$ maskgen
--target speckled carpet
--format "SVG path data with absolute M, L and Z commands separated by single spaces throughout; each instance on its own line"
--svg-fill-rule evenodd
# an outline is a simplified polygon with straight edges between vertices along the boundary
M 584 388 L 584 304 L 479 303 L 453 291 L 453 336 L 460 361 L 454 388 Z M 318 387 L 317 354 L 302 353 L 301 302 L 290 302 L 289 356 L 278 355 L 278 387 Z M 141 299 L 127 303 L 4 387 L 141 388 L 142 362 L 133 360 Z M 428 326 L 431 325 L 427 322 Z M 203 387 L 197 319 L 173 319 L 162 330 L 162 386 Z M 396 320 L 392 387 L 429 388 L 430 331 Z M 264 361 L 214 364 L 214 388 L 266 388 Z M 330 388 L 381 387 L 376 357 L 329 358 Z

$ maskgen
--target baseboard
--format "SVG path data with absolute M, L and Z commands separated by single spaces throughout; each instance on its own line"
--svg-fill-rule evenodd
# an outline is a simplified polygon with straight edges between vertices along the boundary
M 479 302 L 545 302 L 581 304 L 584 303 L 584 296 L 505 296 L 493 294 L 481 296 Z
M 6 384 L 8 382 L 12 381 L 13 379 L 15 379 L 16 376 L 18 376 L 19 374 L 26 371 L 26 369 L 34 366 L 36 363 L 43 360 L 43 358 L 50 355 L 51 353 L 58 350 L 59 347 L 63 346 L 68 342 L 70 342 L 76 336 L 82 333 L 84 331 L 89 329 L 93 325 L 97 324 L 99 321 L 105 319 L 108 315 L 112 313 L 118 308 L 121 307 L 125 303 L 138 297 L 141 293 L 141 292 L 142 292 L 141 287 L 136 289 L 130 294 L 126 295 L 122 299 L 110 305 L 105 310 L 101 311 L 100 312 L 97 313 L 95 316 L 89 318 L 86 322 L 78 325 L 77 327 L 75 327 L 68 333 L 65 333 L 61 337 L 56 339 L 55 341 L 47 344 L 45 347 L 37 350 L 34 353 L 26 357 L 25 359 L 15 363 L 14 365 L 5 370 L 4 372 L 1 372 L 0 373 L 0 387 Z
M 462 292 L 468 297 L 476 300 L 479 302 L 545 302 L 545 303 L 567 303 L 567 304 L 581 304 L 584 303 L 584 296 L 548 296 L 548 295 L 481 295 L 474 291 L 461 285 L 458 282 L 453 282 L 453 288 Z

#####

Instructions to follow
Return every line of the records above, character for character, with nothing added or left out.

Reply
$ maskgen
--target speckled carpet
--format "SVG path data with absolute M, L and Z commands separated by single spaces throughout; each instance on its own line"
--svg-fill-rule evenodd
# an outline is a simplified polygon with straight edges between vertices along the boundary
M 584 388 L 584 304 L 479 303 L 453 291 L 453 336 L 460 361 L 454 388 Z M 318 387 L 317 354 L 302 353 L 301 302 L 290 302 L 289 356 L 278 355 L 278 387 Z M 141 299 L 127 303 L 4 387 L 141 388 L 142 362 L 133 360 Z M 428 326 L 431 325 L 427 322 Z M 203 387 L 197 319 L 173 319 L 162 330 L 162 386 Z M 396 320 L 392 387 L 429 388 L 430 331 Z M 264 361 L 214 364 L 214 388 L 266 388 Z M 330 388 L 381 387 L 376 357 L 329 358 Z

$ maskgen
--target baseboard
--format "SVG path data with absolute M, L and Z commands separated by single spaces throughout; each instance on its own line"
--svg-fill-rule evenodd
# an outline is a simplified polygon with straight edges between vertices along the boundary
M 479 302 L 545 302 L 581 304 L 584 303 L 584 296 L 505 296 L 493 294 L 481 296 Z
M 6 384 L 8 382 L 12 381 L 13 379 L 15 379 L 16 376 L 18 376 L 19 374 L 26 371 L 26 369 L 34 366 L 36 363 L 43 360 L 43 358 L 50 355 L 51 353 L 58 350 L 59 347 L 63 346 L 68 342 L 70 342 L 76 336 L 82 333 L 84 331 L 89 329 L 93 325 L 97 324 L 99 321 L 105 319 L 108 315 L 112 313 L 118 308 L 121 307 L 125 303 L 138 297 L 141 293 L 141 292 L 142 292 L 141 287 L 136 289 L 130 294 L 126 295 L 122 299 L 110 305 L 105 310 L 101 311 L 100 312 L 97 313 L 95 316 L 89 318 L 86 322 L 78 325 L 77 327 L 75 327 L 68 333 L 65 333 L 61 337 L 56 339 L 55 341 L 47 344 L 45 347 L 37 350 L 34 353 L 26 357 L 25 359 L 15 363 L 14 365 L 5 370 L 4 372 L 1 372 L 0 373 L 0 387 Z
M 462 292 L 468 297 L 476 300 L 479 302 L 545 302 L 545 303 L 567 303 L 567 304 L 581 304 L 584 303 L 584 296 L 548 296 L 548 295 L 481 295 L 474 291 L 461 285 L 458 282 L 453 282 L 453 288 Z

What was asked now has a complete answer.